Input records:

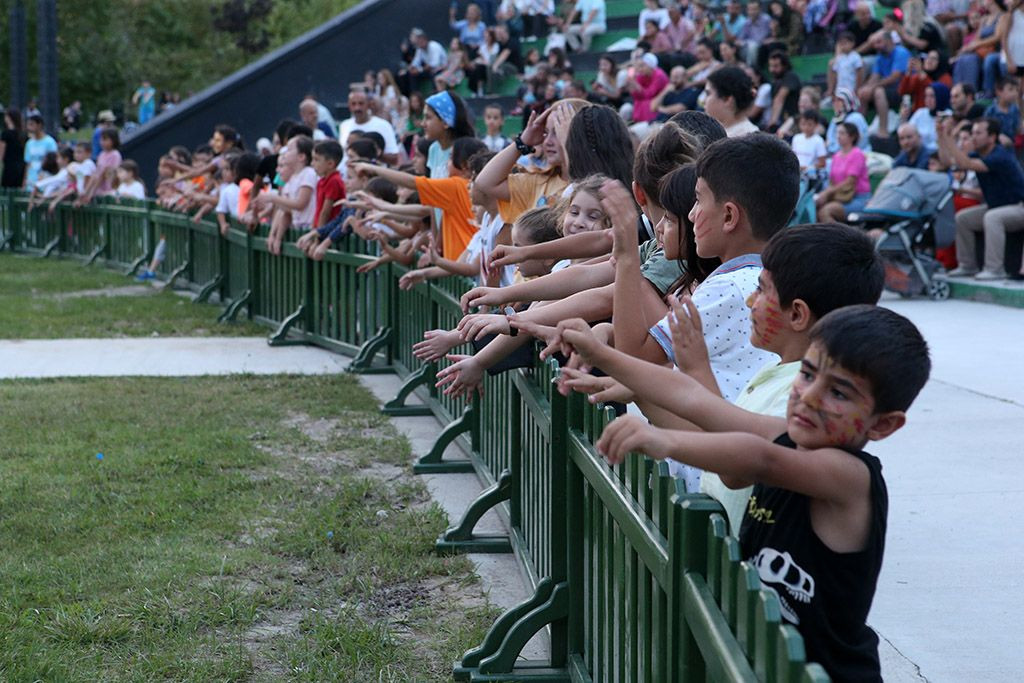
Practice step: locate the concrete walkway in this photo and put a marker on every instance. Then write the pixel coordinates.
(950, 598)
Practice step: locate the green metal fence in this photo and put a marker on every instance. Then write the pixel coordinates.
(633, 579)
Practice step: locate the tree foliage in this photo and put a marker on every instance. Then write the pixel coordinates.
(107, 48)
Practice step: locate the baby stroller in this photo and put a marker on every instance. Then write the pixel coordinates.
(913, 210)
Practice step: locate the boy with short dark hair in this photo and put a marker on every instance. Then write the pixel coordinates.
(494, 119)
(815, 524)
(330, 187)
(1005, 110)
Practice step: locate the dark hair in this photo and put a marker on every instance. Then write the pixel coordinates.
(284, 129)
(464, 148)
(1006, 80)
(809, 115)
(15, 119)
(478, 161)
(700, 126)
(364, 147)
(383, 188)
(540, 224)
(760, 173)
(881, 346)
(304, 145)
(112, 135)
(733, 82)
(827, 265)
(246, 166)
(329, 150)
(659, 155)
(229, 134)
(991, 125)
(677, 196)
(298, 129)
(969, 90)
(782, 57)
(179, 154)
(598, 141)
(131, 167)
(376, 138)
(49, 162)
(852, 131)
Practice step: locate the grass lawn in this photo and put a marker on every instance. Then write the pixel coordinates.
(57, 299)
(235, 529)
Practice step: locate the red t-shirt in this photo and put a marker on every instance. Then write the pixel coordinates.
(329, 188)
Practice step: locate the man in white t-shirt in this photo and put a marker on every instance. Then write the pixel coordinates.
(807, 144)
(358, 107)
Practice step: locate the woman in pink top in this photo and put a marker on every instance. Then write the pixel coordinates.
(849, 170)
(647, 83)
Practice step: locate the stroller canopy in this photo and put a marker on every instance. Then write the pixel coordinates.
(909, 193)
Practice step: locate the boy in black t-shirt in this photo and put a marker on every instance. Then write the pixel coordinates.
(815, 524)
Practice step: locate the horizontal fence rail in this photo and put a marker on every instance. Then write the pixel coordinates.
(633, 579)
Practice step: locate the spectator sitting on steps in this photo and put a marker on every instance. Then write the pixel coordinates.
(1003, 187)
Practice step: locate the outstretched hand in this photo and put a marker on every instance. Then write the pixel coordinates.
(619, 204)
(687, 335)
(462, 378)
(598, 389)
(632, 433)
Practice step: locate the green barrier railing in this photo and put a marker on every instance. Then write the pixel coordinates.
(633, 580)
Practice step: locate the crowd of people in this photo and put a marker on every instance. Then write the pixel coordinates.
(641, 224)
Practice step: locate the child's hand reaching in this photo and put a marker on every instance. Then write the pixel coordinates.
(435, 344)
(478, 326)
(463, 377)
(619, 204)
(688, 342)
(481, 296)
(632, 433)
(598, 389)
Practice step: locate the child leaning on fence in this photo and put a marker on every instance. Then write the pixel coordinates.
(815, 524)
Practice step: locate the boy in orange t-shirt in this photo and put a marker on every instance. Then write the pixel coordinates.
(450, 195)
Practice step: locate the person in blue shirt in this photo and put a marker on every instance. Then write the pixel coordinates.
(912, 153)
(1005, 109)
(145, 97)
(36, 148)
(1001, 181)
(882, 87)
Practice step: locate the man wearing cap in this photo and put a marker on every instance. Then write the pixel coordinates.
(104, 120)
(428, 58)
(358, 107)
(592, 23)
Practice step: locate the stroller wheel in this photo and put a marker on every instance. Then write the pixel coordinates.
(938, 290)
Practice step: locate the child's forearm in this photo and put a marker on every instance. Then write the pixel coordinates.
(399, 178)
(584, 245)
(466, 268)
(684, 396)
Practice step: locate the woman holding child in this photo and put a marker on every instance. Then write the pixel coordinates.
(849, 187)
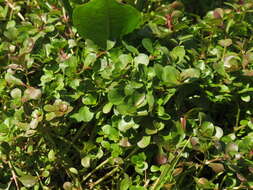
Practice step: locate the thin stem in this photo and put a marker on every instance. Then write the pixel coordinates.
(13, 8)
(97, 168)
(104, 177)
(14, 176)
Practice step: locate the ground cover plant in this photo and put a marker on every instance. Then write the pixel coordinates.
(125, 95)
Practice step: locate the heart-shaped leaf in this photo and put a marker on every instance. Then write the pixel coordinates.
(84, 114)
(144, 142)
(28, 180)
(102, 20)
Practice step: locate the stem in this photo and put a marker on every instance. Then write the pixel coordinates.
(97, 168)
(68, 7)
(237, 116)
(14, 176)
(13, 8)
(76, 136)
(166, 174)
(103, 178)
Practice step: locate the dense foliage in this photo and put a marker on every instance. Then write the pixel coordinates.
(167, 106)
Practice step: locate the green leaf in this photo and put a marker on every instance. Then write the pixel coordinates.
(141, 59)
(102, 20)
(190, 73)
(144, 142)
(147, 44)
(51, 155)
(116, 96)
(169, 75)
(86, 161)
(178, 53)
(9, 78)
(84, 114)
(125, 183)
(28, 180)
(16, 93)
(32, 94)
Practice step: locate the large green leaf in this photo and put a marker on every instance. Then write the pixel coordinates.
(84, 114)
(102, 20)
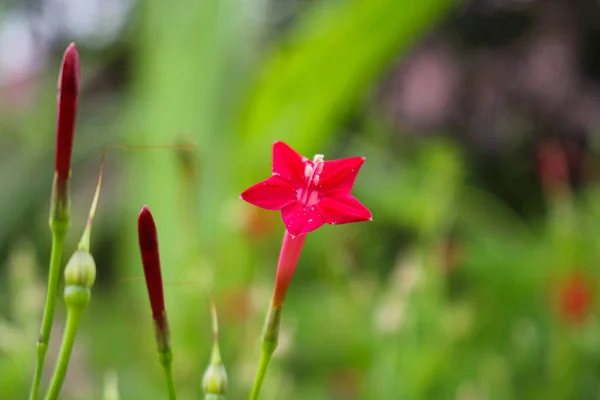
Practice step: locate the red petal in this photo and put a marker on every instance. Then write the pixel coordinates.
(273, 193)
(288, 164)
(342, 208)
(339, 175)
(300, 219)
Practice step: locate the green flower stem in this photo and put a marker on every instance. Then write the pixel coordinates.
(270, 339)
(74, 312)
(166, 360)
(58, 240)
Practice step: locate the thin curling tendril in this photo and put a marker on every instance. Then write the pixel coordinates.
(84, 243)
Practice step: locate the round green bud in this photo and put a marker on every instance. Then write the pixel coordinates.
(80, 270)
(215, 379)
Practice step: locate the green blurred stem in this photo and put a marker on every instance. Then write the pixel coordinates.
(58, 240)
(270, 339)
(72, 325)
(166, 359)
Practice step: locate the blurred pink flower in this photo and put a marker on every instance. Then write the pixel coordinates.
(575, 298)
(309, 193)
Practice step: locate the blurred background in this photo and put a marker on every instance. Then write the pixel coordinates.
(477, 278)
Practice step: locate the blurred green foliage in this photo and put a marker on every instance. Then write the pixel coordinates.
(447, 294)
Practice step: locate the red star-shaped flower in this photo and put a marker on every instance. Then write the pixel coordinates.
(309, 193)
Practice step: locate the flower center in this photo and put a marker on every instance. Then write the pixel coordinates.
(309, 196)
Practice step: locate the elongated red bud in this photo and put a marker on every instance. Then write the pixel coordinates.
(68, 92)
(148, 239)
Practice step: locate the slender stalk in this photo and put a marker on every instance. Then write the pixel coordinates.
(270, 339)
(58, 239)
(265, 358)
(72, 325)
(166, 359)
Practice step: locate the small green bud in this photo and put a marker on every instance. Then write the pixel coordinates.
(80, 270)
(215, 379)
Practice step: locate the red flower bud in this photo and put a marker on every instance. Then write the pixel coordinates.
(151, 260)
(68, 91)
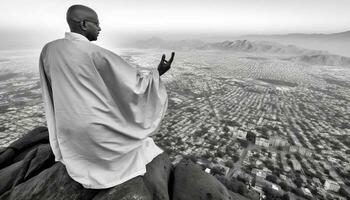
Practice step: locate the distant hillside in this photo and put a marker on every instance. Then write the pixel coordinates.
(237, 45)
(341, 35)
(263, 47)
(333, 60)
(335, 43)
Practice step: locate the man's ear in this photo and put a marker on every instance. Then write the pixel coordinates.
(83, 25)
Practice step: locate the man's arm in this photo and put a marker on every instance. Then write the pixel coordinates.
(164, 65)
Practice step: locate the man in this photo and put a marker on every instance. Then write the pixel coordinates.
(100, 110)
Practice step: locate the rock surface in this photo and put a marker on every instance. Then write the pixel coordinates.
(28, 172)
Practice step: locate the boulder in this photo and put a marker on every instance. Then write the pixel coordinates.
(28, 172)
(52, 183)
(190, 183)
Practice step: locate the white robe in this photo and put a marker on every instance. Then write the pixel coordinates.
(100, 111)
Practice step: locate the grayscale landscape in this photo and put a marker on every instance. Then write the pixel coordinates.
(272, 116)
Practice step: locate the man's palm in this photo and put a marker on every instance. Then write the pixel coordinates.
(164, 65)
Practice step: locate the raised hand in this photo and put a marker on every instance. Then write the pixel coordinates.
(164, 65)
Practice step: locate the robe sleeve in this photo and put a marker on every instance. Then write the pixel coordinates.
(49, 107)
(138, 94)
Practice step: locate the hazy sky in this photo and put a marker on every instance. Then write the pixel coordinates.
(30, 24)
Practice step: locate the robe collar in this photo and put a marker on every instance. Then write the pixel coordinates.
(75, 36)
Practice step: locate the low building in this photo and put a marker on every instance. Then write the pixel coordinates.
(331, 185)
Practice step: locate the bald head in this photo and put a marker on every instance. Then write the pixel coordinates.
(83, 20)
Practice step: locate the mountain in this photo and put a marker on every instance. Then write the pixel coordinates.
(237, 46)
(263, 47)
(333, 60)
(335, 43)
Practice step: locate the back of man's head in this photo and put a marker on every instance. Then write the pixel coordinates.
(77, 18)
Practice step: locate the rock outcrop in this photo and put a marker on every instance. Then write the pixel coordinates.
(28, 171)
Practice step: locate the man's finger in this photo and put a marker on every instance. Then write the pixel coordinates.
(172, 57)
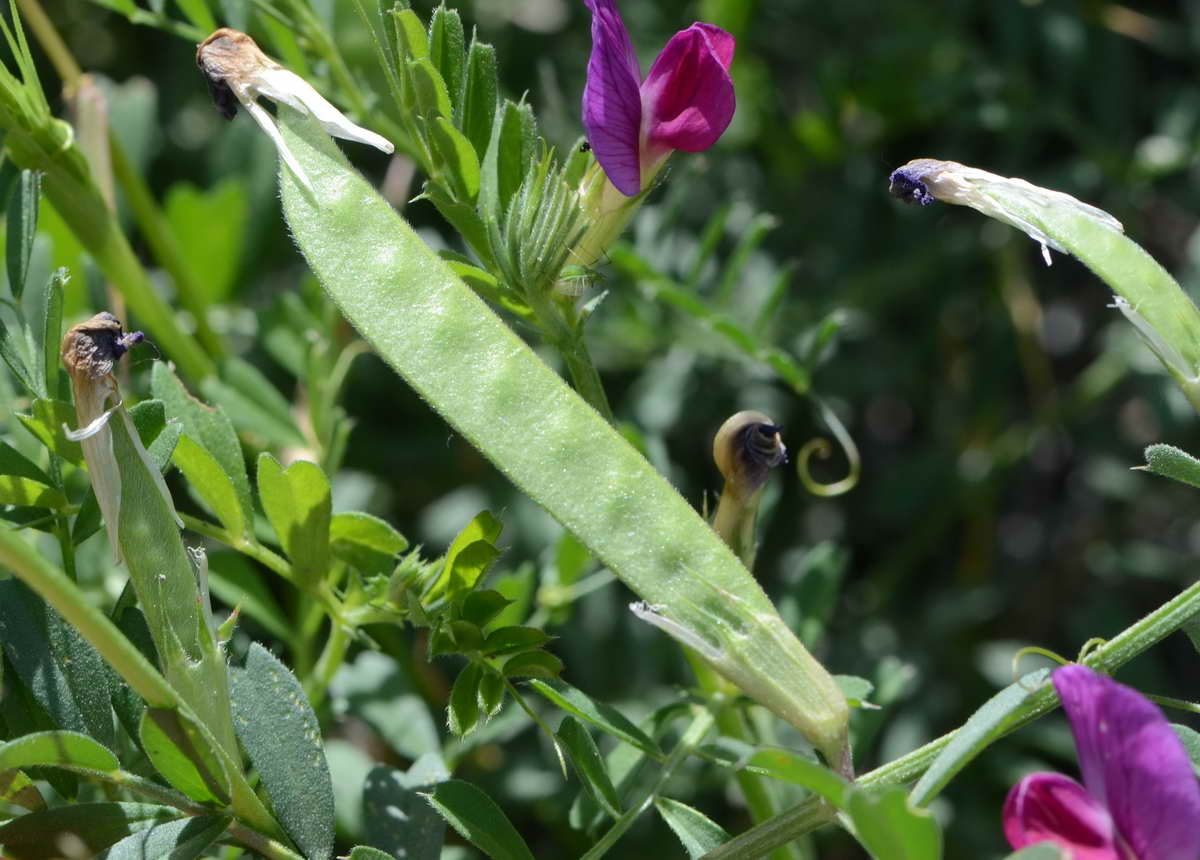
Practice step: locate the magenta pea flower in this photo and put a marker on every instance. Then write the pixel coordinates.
(1140, 799)
(685, 102)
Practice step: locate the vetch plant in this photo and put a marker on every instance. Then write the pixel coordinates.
(289, 675)
(1140, 799)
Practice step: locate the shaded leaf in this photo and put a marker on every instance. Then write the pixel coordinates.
(479, 100)
(365, 542)
(37, 835)
(21, 227)
(207, 426)
(46, 422)
(211, 483)
(463, 709)
(533, 665)
(375, 689)
(181, 840)
(585, 757)
(369, 853)
(210, 227)
(699, 833)
(18, 789)
(479, 821)
(27, 493)
(237, 582)
(61, 671)
(480, 607)
(513, 639)
(1170, 462)
(475, 546)
(988, 723)
(15, 463)
(280, 733)
(399, 819)
(603, 716)
(253, 404)
(179, 752)
(298, 503)
(57, 747)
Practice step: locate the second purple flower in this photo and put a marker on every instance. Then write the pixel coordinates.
(1139, 799)
(685, 102)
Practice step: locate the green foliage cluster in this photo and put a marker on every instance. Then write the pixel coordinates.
(993, 494)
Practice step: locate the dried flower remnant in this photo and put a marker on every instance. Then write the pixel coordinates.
(239, 72)
(745, 449)
(90, 350)
(1140, 799)
(1012, 200)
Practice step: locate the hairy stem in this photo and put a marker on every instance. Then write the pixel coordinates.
(810, 815)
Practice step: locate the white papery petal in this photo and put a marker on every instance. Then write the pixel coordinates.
(291, 89)
(267, 122)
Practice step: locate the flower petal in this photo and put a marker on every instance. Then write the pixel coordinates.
(1050, 807)
(1133, 762)
(612, 106)
(289, 88)
(689, 92)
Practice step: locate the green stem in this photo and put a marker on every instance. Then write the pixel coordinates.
(700, 726)
(161, 239)
(759, 797)
(585, 377)
(52, 43)
(331, 656)
(810, 815)
(256, 551)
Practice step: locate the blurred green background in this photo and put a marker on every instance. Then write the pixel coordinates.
(997, 404)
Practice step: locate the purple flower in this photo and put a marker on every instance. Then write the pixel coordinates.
(1140, 799)
(684, 103)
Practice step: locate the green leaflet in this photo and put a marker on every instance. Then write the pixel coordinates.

What the task asks: Please retype, without any change, the line containing "Practice step: locate the green stem" and every line after it to the end of the entries above, and only those.

Solution to this problem:
Practice step: locate the green stem in this photo and put a marker on every instance. Then write the pixel coordinates.
(700, 726)
(161, 239)
(759, 797)
(585, 377)
(52, 43)
(331, 656)
(810, 815)
(256, 551)
Practice step: locate the blurred green background in this photo and put a marker on every instance. Then write the pixel coordinates.
(997, 404)
Practice step: locate the purple flower in this photo and put a marker on every instance. Then write the pixel coordinates.
(1140, 799)
(684, 103)
Practice step: locate the green leaflet in this photo and put a marker on every instance. Then write the pixel coordinates.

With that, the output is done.